(Stored data entries)
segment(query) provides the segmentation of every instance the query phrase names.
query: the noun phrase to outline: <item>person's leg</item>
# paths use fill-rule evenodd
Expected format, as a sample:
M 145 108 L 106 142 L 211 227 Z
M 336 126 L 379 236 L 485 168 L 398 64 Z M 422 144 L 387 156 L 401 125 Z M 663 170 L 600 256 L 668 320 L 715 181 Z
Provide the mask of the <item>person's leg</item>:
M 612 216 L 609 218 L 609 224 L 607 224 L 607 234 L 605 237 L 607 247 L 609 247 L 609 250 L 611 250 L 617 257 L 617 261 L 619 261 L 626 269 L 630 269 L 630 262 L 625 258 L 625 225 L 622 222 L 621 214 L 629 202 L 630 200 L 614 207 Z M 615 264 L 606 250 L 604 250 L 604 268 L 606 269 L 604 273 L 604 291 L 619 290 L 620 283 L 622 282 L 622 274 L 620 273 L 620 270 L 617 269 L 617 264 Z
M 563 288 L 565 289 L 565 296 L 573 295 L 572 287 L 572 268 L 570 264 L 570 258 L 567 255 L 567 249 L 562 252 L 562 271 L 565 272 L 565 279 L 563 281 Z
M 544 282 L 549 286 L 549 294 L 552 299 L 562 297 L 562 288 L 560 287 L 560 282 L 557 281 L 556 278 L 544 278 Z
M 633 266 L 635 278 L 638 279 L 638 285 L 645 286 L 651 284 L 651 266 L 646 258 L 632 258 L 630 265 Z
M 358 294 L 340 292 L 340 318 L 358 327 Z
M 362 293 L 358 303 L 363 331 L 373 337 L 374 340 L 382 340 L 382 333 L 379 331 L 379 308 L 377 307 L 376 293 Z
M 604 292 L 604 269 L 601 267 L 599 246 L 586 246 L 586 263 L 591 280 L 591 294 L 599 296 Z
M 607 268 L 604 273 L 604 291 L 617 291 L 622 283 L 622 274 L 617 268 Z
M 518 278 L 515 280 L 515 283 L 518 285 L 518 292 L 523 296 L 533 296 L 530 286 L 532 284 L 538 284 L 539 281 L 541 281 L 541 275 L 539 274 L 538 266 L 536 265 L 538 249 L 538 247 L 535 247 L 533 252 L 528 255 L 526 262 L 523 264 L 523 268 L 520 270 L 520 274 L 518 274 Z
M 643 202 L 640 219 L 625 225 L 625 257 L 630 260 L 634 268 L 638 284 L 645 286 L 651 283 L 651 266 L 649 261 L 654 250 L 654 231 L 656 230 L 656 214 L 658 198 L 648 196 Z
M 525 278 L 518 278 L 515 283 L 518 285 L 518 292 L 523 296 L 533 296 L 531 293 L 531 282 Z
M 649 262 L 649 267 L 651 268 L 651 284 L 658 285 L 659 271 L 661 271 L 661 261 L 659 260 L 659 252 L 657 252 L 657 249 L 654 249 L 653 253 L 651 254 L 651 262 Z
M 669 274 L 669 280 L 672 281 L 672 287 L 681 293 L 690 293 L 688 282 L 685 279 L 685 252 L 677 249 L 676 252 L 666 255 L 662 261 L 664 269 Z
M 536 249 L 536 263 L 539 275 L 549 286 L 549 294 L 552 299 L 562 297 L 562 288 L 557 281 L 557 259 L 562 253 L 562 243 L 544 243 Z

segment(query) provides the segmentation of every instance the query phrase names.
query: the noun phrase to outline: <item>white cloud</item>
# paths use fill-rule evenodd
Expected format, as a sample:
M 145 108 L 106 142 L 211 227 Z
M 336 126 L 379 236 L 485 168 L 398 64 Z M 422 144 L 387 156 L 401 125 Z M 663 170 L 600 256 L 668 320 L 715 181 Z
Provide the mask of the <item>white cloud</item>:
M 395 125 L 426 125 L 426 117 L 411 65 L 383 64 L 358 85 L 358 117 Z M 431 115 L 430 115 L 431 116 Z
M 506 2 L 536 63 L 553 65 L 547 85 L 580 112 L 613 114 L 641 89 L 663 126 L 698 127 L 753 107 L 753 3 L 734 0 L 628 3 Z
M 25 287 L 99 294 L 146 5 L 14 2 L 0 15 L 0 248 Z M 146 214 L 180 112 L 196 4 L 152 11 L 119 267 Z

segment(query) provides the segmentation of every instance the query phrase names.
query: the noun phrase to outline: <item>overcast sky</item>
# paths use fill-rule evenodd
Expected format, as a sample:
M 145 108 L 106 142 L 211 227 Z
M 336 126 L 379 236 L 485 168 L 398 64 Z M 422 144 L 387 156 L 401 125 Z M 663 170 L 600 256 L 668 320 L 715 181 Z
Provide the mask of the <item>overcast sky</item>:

Assignment
Across the records above, how many lines does the word "outline" appear on? Reply with the number only.

Result
3